Observation:  The name Nehemiah means ‘Yah(weh) [the Lord] has compassion.’  He was the post-exilic governor of Judah, and the main character in the book of Nehemiah.  Nehemiah himself rose to high standing during the reign of the Persian Emperor Artaxerxes I (464–424 bc). He was designated the ‘cupbearer to the king’ (Neh. 1:11). This honorable position involved tasting wine for the king to ensure it was not poisoned.  This meant he was a trusted advisor and had the ear of the King.

Nehemiah’s work in Jerusalem began when his brother Hanani visited him in Susa. Nehemiah asked about the condition of the returnees and learned that the people of Jerusalem were troubled and the walls of the city were broken down. This broke his heart for his people.  Nehemiah, like many exiles, had made Persia/Babylon his home following the exile.  But now he felt strong ties to his roots.

After prayer and fasting, he approached Artaxerxes and asked permission to rebuild the city. Permission was granted and Nehemiah left with royal edicts to authorize his effects (Neh. 1:1–2:10).

Even with the king’s permission and blessing, Nehemiah faced all kinds of opposition… from surrounding provinces, and even from the Jewish people.  Why?  They were threatened by the rebuilding and afraid.  Nevertheless it was real for Nehemiah.  It mean that he and his workers were mocked verbally, and even with force.  Bottom line is that Nehemiah had every reason to quit.  But he was so devoted to the calling of the Lord to rebuild, that he was not disuaded and continued on.

It’s important to note that Nehemiah did not just rebuild the physical city of Jerusalem, but he also devoted himself to restoring the religion and faith of Judah.  He revived their faith in and faithfulness to God.

WHAT TO DO: Condense the paragraph of the Nehemiah passage that begins "Nehemiah’s work in Jerusalem began" into a short bulleted list that keeps its main facts.

INFORMATION SHOWN:

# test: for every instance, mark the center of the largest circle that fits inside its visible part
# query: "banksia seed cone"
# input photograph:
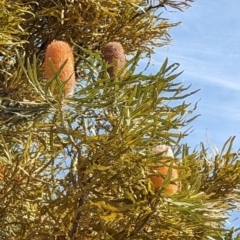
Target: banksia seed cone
(113, 53)
(58, 52)
(157, 180)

REPLY:
- Nehemiah's work in Jerusalem began when his brother Hanani visited him in Susa.
- When Nehemiah asked about the returnees, he learned that Jerusalem's people were troubled and the city walls were broken down.
- The news broke his heart for his people.
- Like many exiles, he had made Persia/Babylon his home after the exile, but he now felt strong ties to his roots.